*Written request*:
Report each line of the entries below that contains the word "truck", copying the line in full. Case counts.

——

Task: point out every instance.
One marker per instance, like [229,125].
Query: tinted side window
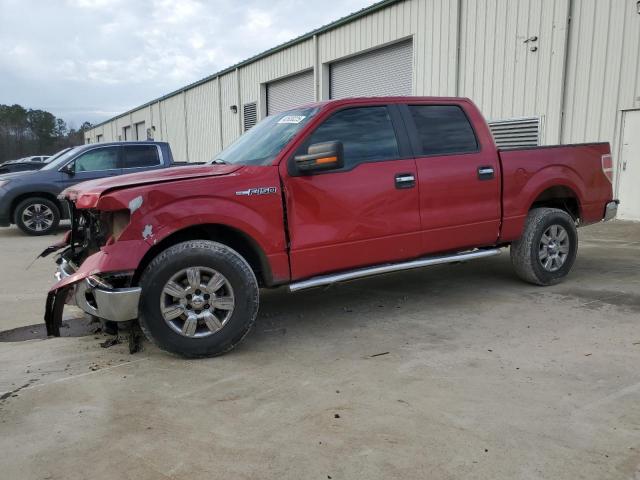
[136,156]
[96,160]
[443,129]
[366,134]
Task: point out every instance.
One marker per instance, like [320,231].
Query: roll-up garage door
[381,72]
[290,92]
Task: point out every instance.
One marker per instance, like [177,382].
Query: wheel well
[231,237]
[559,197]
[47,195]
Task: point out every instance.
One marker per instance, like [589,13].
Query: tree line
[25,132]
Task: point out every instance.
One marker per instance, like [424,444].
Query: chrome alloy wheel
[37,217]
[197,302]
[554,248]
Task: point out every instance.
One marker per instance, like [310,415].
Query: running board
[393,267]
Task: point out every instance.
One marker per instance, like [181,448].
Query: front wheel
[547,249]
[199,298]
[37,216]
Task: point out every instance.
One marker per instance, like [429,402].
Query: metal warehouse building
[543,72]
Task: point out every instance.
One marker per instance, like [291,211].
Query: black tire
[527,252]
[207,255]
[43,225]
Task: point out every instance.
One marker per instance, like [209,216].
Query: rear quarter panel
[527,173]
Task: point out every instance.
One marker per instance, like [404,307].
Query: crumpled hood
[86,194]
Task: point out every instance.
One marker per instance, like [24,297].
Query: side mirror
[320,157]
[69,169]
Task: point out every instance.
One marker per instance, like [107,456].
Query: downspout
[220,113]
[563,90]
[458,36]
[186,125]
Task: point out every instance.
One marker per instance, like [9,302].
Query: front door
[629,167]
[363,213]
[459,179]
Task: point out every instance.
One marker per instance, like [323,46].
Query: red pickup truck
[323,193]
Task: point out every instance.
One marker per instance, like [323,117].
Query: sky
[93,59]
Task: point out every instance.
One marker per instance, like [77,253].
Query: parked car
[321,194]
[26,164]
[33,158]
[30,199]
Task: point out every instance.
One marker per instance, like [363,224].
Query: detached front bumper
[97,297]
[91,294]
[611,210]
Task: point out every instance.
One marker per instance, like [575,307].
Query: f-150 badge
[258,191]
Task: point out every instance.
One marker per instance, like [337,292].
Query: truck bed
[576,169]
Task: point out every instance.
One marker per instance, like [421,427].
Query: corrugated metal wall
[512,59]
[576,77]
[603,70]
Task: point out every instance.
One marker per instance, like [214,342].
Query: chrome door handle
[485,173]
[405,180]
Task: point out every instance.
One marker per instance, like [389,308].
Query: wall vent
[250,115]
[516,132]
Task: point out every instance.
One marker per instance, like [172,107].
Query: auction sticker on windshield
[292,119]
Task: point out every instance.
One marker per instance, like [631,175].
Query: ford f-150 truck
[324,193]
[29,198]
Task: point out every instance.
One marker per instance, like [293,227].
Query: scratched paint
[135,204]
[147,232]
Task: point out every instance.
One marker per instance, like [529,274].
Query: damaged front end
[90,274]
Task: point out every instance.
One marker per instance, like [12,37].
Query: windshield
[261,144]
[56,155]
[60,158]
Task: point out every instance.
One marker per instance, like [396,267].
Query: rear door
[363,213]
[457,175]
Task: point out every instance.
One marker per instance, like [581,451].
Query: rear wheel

——

*Expected output*:
Query: red pickup truck
Query: truck bed
Query: ford f-150 truck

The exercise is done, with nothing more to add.